→ To do: Repeat the listing below line for line, omitting the pictures.

(Rows from a box-labeling dataset)
§

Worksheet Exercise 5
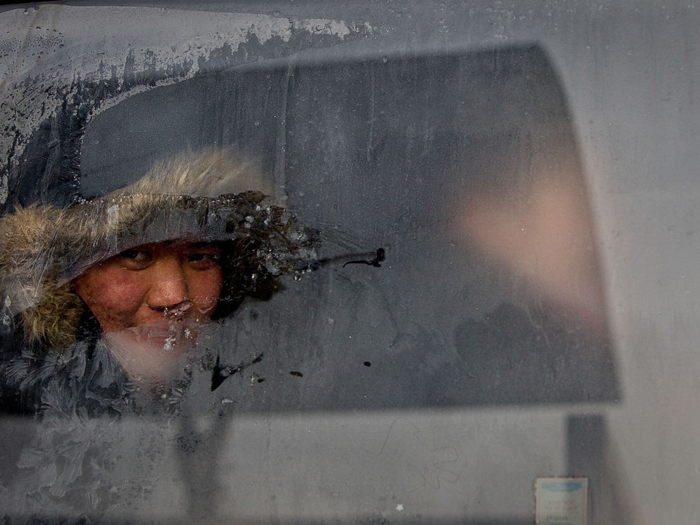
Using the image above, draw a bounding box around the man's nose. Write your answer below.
[147,257,191,313]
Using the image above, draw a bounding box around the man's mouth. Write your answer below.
[124,319,199,352]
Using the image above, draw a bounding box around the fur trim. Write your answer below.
[0,150,313,349]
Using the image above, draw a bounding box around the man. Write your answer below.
[0,150,312,417]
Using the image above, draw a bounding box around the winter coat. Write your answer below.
[0,151,313,521]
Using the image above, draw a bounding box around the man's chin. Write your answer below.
[103,323,202,381]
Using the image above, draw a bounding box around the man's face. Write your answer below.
[73,240,223,350]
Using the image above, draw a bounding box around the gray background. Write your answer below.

§

→ Answer to the task:
Worksheet Exercise 5
Using the image above, draw a bounding box around the man's nose. Write your answer below.
[147,257,191,313]
Using the image above, draw a bounding box around the man's mouth. Write your answer below.
[124,319,199,352]
Using the image above, draw a bounding box around the fur trim. Write your answer below.
[0,150,313,349]
Using the image above, draw a bounding box around the man. Write your answer below.
[0,150,312,417]
Using the image above, draw a bounding box around the winter coat. Write your answer below.
[0,151,313,521]
Using the image above, draw a bounding box around the man's chin. Write your answer below.
[103,323,202,381]
Using the image above, draw a bounding box around the man's face. Write your answer below.
[73,240,223,350]
Using the image above, draw a bounding box around the gray background. Write your answer below.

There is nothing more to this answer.